Stored items:
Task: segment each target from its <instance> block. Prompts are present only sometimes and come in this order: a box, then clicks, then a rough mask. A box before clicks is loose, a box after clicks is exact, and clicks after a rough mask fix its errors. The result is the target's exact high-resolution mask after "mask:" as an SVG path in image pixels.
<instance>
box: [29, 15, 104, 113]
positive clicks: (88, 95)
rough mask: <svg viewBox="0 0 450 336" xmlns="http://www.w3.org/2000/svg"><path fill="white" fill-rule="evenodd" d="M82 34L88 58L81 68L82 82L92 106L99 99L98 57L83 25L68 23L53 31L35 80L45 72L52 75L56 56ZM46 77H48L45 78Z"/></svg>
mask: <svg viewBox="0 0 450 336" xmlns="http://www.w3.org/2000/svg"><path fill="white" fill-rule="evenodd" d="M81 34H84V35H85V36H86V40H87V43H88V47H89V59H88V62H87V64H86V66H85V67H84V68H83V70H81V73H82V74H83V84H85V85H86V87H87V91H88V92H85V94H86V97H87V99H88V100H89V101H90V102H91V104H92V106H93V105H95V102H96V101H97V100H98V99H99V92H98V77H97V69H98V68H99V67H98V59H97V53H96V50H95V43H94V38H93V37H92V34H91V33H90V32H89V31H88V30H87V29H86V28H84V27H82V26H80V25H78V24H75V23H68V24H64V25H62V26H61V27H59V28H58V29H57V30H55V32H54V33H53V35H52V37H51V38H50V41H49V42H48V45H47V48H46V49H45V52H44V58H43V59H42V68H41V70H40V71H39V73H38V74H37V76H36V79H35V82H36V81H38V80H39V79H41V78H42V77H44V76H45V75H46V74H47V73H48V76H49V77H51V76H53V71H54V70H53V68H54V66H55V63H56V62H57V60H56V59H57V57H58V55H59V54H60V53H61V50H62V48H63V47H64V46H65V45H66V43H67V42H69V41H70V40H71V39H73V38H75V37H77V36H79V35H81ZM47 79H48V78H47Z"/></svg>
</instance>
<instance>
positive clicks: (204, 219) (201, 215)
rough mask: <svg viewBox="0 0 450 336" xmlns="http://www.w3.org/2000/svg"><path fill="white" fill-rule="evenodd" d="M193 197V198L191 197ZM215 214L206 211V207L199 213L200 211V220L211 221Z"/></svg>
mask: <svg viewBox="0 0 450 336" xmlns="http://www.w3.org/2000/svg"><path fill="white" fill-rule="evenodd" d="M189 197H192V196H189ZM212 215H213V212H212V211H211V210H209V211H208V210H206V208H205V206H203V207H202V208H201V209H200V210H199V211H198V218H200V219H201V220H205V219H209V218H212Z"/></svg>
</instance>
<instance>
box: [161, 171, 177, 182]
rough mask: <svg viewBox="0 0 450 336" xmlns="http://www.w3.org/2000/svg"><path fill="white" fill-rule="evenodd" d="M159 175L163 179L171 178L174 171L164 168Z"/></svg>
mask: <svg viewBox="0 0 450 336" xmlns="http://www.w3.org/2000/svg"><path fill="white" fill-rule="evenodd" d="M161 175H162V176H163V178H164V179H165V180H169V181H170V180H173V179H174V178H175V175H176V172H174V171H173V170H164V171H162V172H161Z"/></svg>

WHAT THE TASK REQUIRES: Using the records above, state how many lines contain "positive"; a single number is the whole answer.

ANSWER AREA: 2